(Goal):
Transcribe every line of the entries below without changing a single character.

(Task material):
• • • • • • •

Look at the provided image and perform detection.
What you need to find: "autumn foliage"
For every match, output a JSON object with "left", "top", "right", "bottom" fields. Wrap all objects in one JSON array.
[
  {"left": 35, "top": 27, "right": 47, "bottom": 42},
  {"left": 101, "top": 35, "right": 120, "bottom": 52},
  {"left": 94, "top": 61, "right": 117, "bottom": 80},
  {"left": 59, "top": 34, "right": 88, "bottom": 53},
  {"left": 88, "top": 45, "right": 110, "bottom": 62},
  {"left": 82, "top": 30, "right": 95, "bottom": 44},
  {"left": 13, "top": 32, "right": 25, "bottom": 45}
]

• • • • • • •

(Complete answer):
Look at the provided image and perform detection.
What you need to find: "autumn foliage"
For every match, output a JSON object with "left", "top", "right", "bottom" fields. Wrap all objects in one JSON array.
[
  {"left": 35, "top": 27, "right": 47, "bottom": 42},
  {"left": 101, "top": 35, "right": 120, "bottom": 52},
  {"left": 94, "top": 61, "right": 117, "bottom": 80},
  {"left": 59, "top": 34, "right": 88, "bottom": 53},
  {"left": 88, "top": 45, "right": 110, "bottom": 62},
  {"left": 82, "top": 30, "right": 95, "bottom": 44},
  {"left": 13, "top": 32, "right": 25, "bottom": 45}
]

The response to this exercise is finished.